Direction:
Turn the lines of the listing, from the line with "bbox: stack of wooden planks" through the end of the listing, into a Markdown table with the columns Row and Line. Number each line and skip any blank ones.

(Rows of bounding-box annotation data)

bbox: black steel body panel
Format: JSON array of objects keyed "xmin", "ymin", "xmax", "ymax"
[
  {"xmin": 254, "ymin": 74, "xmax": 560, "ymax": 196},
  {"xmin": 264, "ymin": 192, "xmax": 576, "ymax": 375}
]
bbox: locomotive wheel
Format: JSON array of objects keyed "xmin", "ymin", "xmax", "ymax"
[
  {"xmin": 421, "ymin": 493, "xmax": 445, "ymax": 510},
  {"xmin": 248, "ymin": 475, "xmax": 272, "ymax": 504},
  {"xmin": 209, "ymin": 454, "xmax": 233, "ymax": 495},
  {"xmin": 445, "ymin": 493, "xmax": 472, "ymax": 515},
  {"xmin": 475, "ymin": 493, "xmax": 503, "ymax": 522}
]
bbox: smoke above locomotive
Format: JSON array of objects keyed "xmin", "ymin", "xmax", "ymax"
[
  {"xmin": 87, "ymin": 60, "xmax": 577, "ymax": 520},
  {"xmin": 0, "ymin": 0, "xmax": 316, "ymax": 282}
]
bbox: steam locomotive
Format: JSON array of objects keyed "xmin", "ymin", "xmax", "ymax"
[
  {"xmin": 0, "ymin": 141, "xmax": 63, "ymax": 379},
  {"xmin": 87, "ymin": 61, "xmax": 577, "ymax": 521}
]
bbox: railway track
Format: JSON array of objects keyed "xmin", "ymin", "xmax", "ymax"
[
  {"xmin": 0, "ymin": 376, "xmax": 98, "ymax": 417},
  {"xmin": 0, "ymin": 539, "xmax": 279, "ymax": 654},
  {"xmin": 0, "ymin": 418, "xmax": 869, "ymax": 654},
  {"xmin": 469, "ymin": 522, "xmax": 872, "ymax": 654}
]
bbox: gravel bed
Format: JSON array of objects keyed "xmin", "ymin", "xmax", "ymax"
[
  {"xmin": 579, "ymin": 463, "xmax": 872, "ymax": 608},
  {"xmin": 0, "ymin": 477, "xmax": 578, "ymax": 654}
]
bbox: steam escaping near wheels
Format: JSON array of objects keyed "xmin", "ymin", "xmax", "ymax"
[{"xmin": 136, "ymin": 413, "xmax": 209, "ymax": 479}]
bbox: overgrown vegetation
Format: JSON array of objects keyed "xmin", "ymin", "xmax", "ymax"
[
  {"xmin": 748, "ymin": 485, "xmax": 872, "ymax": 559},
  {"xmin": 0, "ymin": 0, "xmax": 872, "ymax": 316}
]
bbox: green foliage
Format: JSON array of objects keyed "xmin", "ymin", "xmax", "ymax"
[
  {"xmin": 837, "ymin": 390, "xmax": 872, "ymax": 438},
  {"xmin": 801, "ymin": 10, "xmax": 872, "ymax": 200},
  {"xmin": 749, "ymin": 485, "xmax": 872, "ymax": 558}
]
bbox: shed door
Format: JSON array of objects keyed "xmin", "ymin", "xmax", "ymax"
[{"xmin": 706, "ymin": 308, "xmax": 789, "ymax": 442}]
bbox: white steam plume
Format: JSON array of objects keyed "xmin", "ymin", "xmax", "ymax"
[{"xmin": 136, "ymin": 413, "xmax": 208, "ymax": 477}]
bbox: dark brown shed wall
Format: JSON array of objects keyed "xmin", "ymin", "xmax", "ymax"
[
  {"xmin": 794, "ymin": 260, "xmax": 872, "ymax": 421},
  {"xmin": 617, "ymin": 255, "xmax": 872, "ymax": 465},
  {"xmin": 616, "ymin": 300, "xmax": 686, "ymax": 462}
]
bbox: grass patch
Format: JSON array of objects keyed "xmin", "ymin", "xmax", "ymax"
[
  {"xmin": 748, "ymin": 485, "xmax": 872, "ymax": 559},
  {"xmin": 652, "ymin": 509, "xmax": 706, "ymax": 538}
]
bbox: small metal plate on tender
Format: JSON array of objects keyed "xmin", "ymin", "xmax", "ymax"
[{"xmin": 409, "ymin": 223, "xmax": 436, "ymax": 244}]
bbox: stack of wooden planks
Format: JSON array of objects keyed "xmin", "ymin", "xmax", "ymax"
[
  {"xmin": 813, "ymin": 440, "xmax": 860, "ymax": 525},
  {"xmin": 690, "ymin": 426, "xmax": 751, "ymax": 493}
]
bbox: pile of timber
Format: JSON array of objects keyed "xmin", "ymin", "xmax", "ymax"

Result for this task:
| Row | Line |
|---|---|
| 1 | bbox: stack of wooden planks |
| 2 | Format: JSON array of objects keyed "xmin", "ymin", "xmax", "ymax" |
| 3 | [ |
| 4 |   {"xmin": 813, "ymin": 440, "xmax": 860, "ymax": 525}, |
| 5 |   {"xmin": 690, "ymin": 426, "xmax": 751, "ymax": 493} |
| 6 | ] |
| 7 | bbox: pile of timber |
| 8 | Format: JSON array of objects keyed "xmin", "ymin", "xmax", "ymax" |